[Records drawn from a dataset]
★ ★ ★ ★ ★ ★ ★

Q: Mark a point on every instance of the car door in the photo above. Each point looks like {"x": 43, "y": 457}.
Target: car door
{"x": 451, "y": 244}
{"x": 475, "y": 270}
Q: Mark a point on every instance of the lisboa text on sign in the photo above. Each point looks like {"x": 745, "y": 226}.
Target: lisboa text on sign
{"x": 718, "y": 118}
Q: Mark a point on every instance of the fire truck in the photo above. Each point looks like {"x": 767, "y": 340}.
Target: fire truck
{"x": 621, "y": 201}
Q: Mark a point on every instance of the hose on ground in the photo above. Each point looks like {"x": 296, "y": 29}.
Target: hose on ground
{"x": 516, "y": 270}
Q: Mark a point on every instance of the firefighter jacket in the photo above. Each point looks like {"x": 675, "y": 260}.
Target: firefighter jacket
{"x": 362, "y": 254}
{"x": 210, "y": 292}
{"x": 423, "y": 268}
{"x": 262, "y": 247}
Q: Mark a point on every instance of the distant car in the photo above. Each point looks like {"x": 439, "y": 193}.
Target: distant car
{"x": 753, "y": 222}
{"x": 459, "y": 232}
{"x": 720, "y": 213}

★ ★ ★ ★ ★ ★ ★

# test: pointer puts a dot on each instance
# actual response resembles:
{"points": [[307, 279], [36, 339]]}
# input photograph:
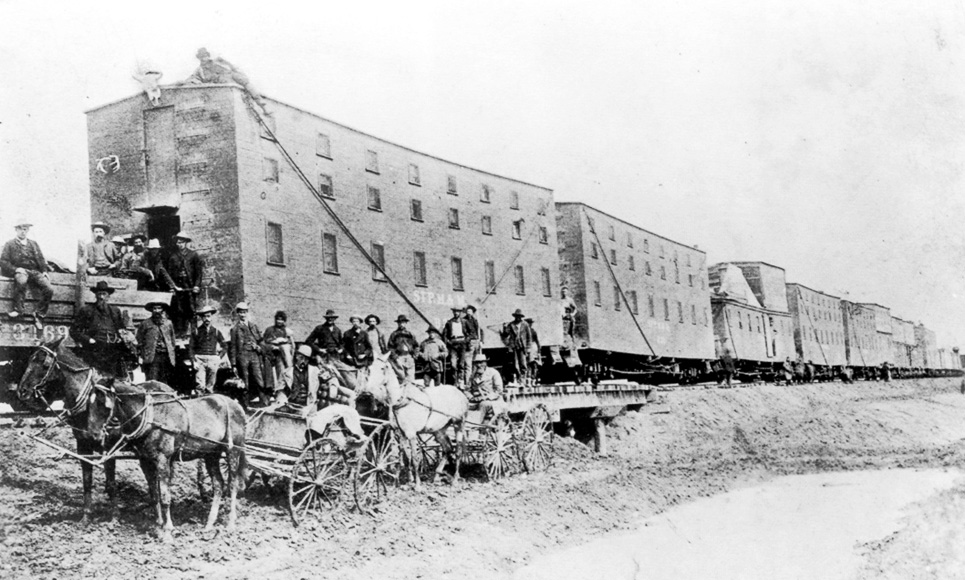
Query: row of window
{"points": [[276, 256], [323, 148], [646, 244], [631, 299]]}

★ ★ ★ ★ ★ ★ ★

Answer only with the count of lines in the records that include the string "instance".

7